Material shown:
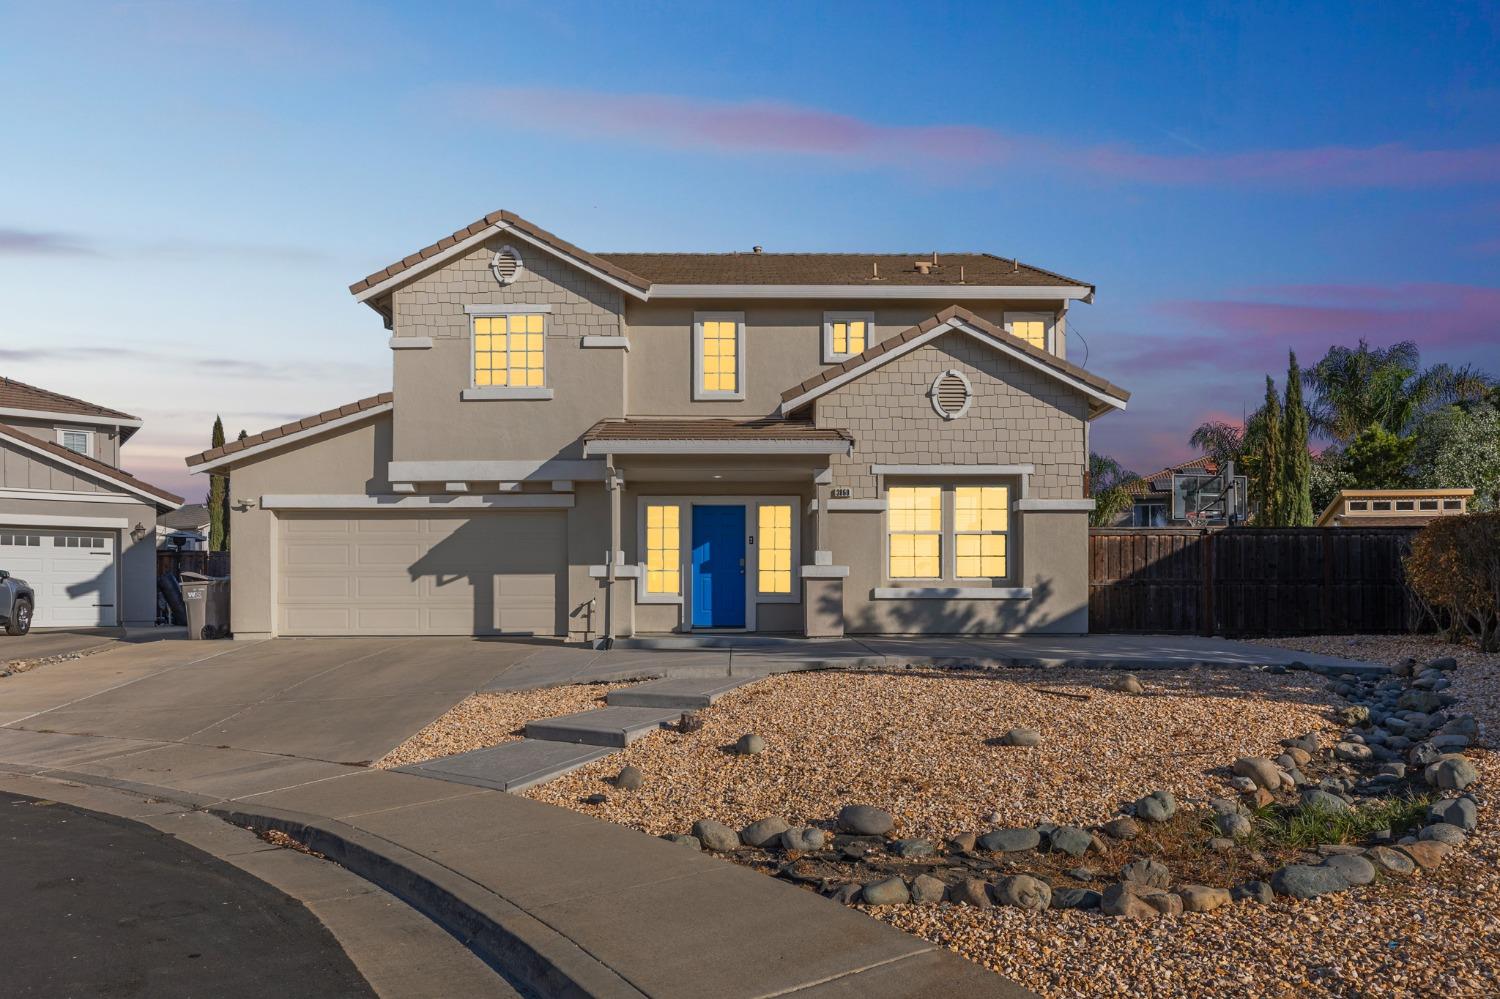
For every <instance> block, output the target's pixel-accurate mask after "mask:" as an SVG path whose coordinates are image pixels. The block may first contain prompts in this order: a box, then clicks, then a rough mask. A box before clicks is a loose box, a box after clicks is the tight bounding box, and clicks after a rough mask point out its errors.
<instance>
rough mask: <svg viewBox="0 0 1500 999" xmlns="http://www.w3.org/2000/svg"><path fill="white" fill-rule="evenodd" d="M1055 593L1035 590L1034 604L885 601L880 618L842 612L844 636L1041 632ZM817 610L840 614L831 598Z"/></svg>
mask: <svg viewBox="0 0 1500 999" xmlns="http://www.w3.org/2000/svg"><path fill="white" fill-rule="evenodd" d="M1055 592H1056V586H1055V585H1053V582H1052V580H1050V579H1040V580H1037V582H1034V583H1032V598H1031V600H963V601H959V600H882V601H879V607H880V613H879V615H876V613H874V610H873V609H871V607H873V606H874V604H865V606H864V607H861V610H859V612H858V613H855V615H849V613H847V612H846V610H844V633H846V634H1016V633H1020V631H1029V630H1032V628H1037V627H1041V625H1044V624H1047V622H1050V621H1053V619H1055V618H1053V616H1049V615H1044V613H1043V612H1041V610H1040V607H1043V606H1044V604H1046V603H1047V601H1049V600H1050V598H1052V597H1053V594H1055ZM819 610H820V612H822V613H825V615H832V613H838V612H840V610H841V607H840V606H838V603H837V601H835V600H832V598H829V597H826V595H825V597H819Z"/></svg>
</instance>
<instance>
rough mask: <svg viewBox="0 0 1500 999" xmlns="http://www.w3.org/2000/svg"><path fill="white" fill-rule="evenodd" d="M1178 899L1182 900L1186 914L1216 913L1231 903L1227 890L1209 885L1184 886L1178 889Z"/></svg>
mask: <svg viewBox="0 0 1500 999" xmlns="http://www.w3.org/2000/svg"><path fill="white" fill-rule="evenodd" d="M1178 897H1179V898H1182V910H1184V912H1214V910H1215V909H1218V907H1220V906H1227V904H1229V903H1230V895H1229V891H1227V889H1224V888H1211V886H1208V885H1182V886H1181V888H1178Z"/></svg>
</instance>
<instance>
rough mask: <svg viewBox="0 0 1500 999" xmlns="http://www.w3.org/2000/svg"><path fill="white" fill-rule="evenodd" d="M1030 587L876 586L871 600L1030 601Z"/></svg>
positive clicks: (986, 586)
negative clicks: (1006, 600) (969, 600)
mask: <svg viewBox="0 0 1500 999" xmlns="http://www.w3.org/2000/svg"><path fill="white" fill-rule="evenodd" d="M1031 597H1032V592H1031V586H876V588H874V591H873V592H871V598H873V600H1031Z"/></svg>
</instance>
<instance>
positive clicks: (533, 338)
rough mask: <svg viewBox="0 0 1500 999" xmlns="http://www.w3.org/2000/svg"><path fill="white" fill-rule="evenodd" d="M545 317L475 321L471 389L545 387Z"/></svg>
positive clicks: (510, 318) (545, 327)
mask: <svg viewBox="0 0 1500 999" xmlns="http://www.w3.org/2000/svg"><path fill="white" fill-rule="evenodd" d="M544 345H546V317H544V315H541V314H526V315H496V317H475V318H474V386H475V387H480V389H484V387H489V386H508V387H514V389H519V387H531V386H543V384H546V381H544V375H546V362H544V357H546V347H544Z"/></svg>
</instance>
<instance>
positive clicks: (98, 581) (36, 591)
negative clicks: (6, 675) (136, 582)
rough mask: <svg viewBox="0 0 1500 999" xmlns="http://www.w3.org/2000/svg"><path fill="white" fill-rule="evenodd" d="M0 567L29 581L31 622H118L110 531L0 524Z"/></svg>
mask: <svg viewBox="0 0 1500 999" xmlns="http://www.w3.org/2000/svg"><path fill="white" fill-rule="evenodd" d="M0 568H5V570H6V571H9V573H10V574H12V576H17V577H20V579H24V580H26V582H28V583H31V589H34V591H36V607H34V609H33V615H31V627H37V628H95V627H101V625H102V627H111V625H114V624H117V622H118V616H117V613H115V606H114V603H115V600H114V598H115V586H114V573H115V567H114V535H113V534H110V532H108V531H42V529H37V528H17V526H6V525H3V523H0Z"/></svg>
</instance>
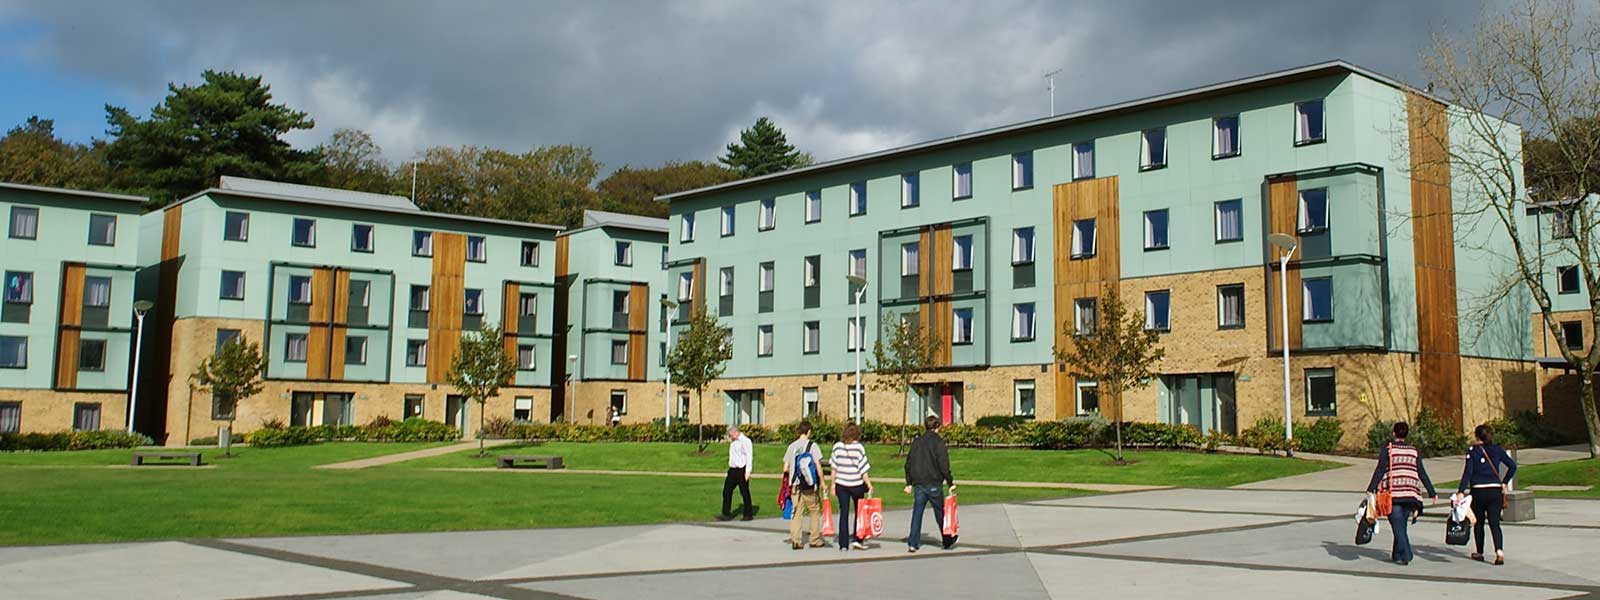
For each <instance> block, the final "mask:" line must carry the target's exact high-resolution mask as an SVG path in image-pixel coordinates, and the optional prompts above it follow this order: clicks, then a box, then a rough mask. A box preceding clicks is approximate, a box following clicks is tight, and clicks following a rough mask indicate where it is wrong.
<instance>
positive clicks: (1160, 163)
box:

What the exercise asks:
Would you mind transcribing the material exactly, without the pictures?

Response area:
For every <instance> block, output the target's pixel-accurate mask after "mask:" as an SVG path whose coordinates are image pixels. The block may first contain prompts in this order: a box, then clicks, then a rough mask. A box before clicks is a loose box, a box after clicks is the tight bounding box, and clicks after a rough mask point out its errors.
<instance>
rough mask: <svg viewBox="0 0 1500 999" xmlns="http://www.w3.org/2000/svg"><path fill="white" fill-rule="evenodd" d="M1055 593L1035 590L1034 604L885 601L880 618L842 612L844 636L1041 632ZM817 610L840 614L831 598Z"/></svg>
mask: <svg viewBox="0 0 1500 999" xmlns="http://www.w3.org/2000/svg"><path fill="white" fill-rule="evenodd" d="M1055 592H1056V586H1055V585H1053V582H1052V580H1050V579H1040V580H1037V582H1034V583H1032V598H1031V600H963V601H959V600H882V601H879V607H880V613H879V615H876V613H874V610H873V609H871V607H873V606H874V604H865V606H864V607H861V610H859V612H858V613H855V615H849V613H847V612H846V610H844V633H846V634H1016V633H1020V631H1029V630H1032V628H1037V627H1041V625H1044V624H1047V622H1050V621H1053V619H1055V618H1053V616H1049V615H1044V613H1043V612H1041V610H1040V607H1043V606H1044V604H1046V603H1047V601H1049V600H1050V598H1052V597H1053V594H1055ZM819 610H820V612H822V613H825V615H832V613H838V612H840V610H841V607H840V606H838V603H837V601H835V600H832V598H829V597H826V595H825V597H819Z"/></svg>
</instance>
<instance>
rough mask: <svg viewBox="0 0 1500 999" xmlns="http://www.w3.org/2000/svg"><path fill="white" fill-rule="evenodd" d="M1178 899L1182 900L1186 914L1216 913L1231 903L1227 890L1209 885L1184 886L1178 889Z"/></svg>
mask: <svg viewBox="0 0 1500 999" xmlns="http://www.w3.org/2000/svg"><path fill="white" fill-rule="evenodd" d="M1178 897H1179V898H1182V910H1184V912H1214V910H1215V909H1218V907H1220V906H1227V904H1229V903H1230V895H1229V891H1227V889H1224V888H1211V886H1208V885H1182V886H1181V888H1178Z"/></svg>
</instance>
<instance>
rough mask: <svg viewBox="0 0 1500 999" xmlns="http://www.w3.org/2000/svg"><path fill="white" fill-rule="evenodd" d="M1030 587L876 586L871 600L1030 601Z"/></svg>
positive clicks: (986, 586)
negative clicks: (1006, 600) (969, 600)
mask: <svg viewBox="0 0 1500 999" xmlns="http://www.w3.org/2000/svg"><path fill="white" fill-rule="evenodd" d="M1031 597H1032V592H1031V586H876V588H874V591H873V592H871V598H873V600H1031Z"/></svg>
</instance>
<instance>
positive clicks: (533, 338)
rough mask: <svg viewBox="0 0 1500 999" xmlns="http://www.w3.org/2000/svg"><path fill="white" fill-rule="evenodd" d="M545 317L475 321L471 389L545 387Z"/></svg>
positive clicks: (510, 318) (545, 327)
mask: <svg viewBox="0 0 1500 999" xmlns="http://www.w3.org/2000/svg"><path fill="white" fill-rule="evenodd" d="M544 345H546V317H544V315H541V314H526V315H496V317H475V318H474V386H475V387H480V389H484V387H489V386H508V387H514V389H519V387H531V386H543V384H546V381H544V375H546V362H544V357H546V347H544Z"/></svg>
</instance>
<instance>
positive clicks: (98, 581) (36, 591)
negative clicks: (6, 675) (136, 582)
rough mask: <svg viewBox="0 0 1500 999" xmlns="http://www.w3.org/2000/svg"><path fill="white" fill-rule="evenodd" d="M0 567L29 581L31 622H118L110 531L0 524Z"/></svg>
mask: <svg viewBox="0 0 1500 999" xmlns="http://www.w3.org/2000/svg"><path fill="white" fill-rule="evenodd" d="M0 568H5V570H6V571H9V573H10V574H12V576H17V577H20V579H24V580H26V582H28V583H31V589H34V591H36V607H34V609H33V615H31V627H37V628H95V627H101V625H102V627H111V625H114V624H117V622H118V616H117V613H115V606H114V603H115V600H114V598H115V586H114V573H115V567H114V535H113V534H110V532H108V531H42V529H37V528H17V526H6V525H3V523H0Z"/></svg>
</instance>
For each <instance> block, the final "mask:" line must carry the target's exact high-resolution mask as an SVG path in image-pixel coordinates, and the optional prompts above it follow this order: clicks, then a box, then a rough mask. A box preceding clicks is approximate, a box following clicks is tight, and clicks following a rough mask indicate where it is wrong.
<instance>
positive clicks: (1160, 163)
box:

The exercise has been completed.